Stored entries
________________________________________

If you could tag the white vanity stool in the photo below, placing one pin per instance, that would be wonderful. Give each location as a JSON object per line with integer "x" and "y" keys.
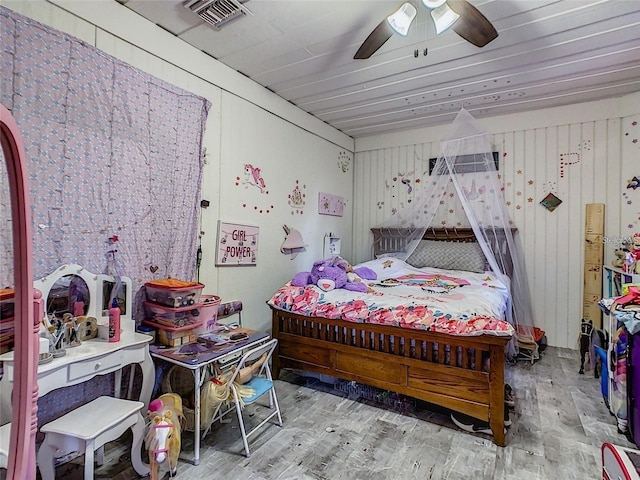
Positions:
{"x": 89, "y": 427}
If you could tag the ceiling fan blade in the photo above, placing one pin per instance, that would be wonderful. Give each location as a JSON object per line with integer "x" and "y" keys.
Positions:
{"x": 375, "y": 40}
{"x": 472, "y": 25}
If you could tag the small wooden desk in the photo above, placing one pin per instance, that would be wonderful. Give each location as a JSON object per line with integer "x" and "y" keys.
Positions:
{"x": 198, "y": 362}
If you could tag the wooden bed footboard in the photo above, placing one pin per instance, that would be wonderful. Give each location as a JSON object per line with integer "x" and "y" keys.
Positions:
{"x": 464, "y": 374}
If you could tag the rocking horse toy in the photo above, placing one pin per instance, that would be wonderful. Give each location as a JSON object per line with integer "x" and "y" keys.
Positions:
{"x": 163, "y": 434}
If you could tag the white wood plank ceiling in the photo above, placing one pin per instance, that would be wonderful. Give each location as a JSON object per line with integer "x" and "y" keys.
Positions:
{"x": 548, "y": 53}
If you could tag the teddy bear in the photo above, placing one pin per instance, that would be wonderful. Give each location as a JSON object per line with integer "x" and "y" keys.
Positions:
{"x": 329, "y": 274}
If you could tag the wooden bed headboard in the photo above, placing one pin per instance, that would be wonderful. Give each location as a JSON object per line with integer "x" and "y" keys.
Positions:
{"x": 390, "y": 240}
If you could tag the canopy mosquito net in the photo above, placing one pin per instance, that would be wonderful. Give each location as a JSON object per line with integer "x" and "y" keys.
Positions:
{"x": 466, "y": 161}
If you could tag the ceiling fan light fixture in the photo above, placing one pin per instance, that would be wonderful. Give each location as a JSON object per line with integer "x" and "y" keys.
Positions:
{"x": 400, "y": 21}
{"x": 443, "y": 17}
{"x": 431, "y": 4}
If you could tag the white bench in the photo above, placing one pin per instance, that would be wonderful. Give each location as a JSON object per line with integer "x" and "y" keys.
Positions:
{"x": 89, "y": 427}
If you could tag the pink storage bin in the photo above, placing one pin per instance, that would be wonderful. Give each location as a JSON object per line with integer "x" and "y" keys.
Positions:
{"x": 160, "y": 313}
{"x": 173, "y": 293}
{"x": 208, "y": 307}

________________________________________

PROBLEM DESCRIPTION:
Write out the records above exactly. Begin with the first line, end with the line holding "If you could tag the white wood", and drop the pictures.

SOLUTION FOR THIS PROBLEM:
If you could tag the white vanity stool in the photo below, placing one pin per instance, that would be wonderful. Give each location as a JSON object per line with integer "x" and "y" keys.
Positions:
{"x": 89, "y": 427}
If you could tag the ceiling fan blade in the photo above, placing one pin per instance, that would be wonderful. Give each location as a JSON object per line with integer "x" and "y" keys.
Positions:
{"x": 375, "y": 40}
{"x": 472, "y": 25}
If you could tag the small wooden desk in the photo above, placing one pin per instance, that would be wonderful. Give each location as a JSON object per line with integer "x" and "y" keys.
Positions:
{"x": 198, "y": 362}
If you could tag the wooden bed footboard in the photo above, placing one pin per instance, that would be wonderful. Give each location as a JSON object per line with integer "x" and "y" keys.
Positions:
{"x": 464, "y": 374}
If you could tag the rocking horse toy in the photo above, placing one pin per instance, that would be wonderful. Give each location as a JSON object per line with integer "x" and "y" keys.
Positions:
{"x": 163, "y": 434}
If you could tag the white wood plank ceiling in the photo above, placing one pin per instance, that would be wonderful. Give each location as a JSON object per line with integer "x" and "y" keys.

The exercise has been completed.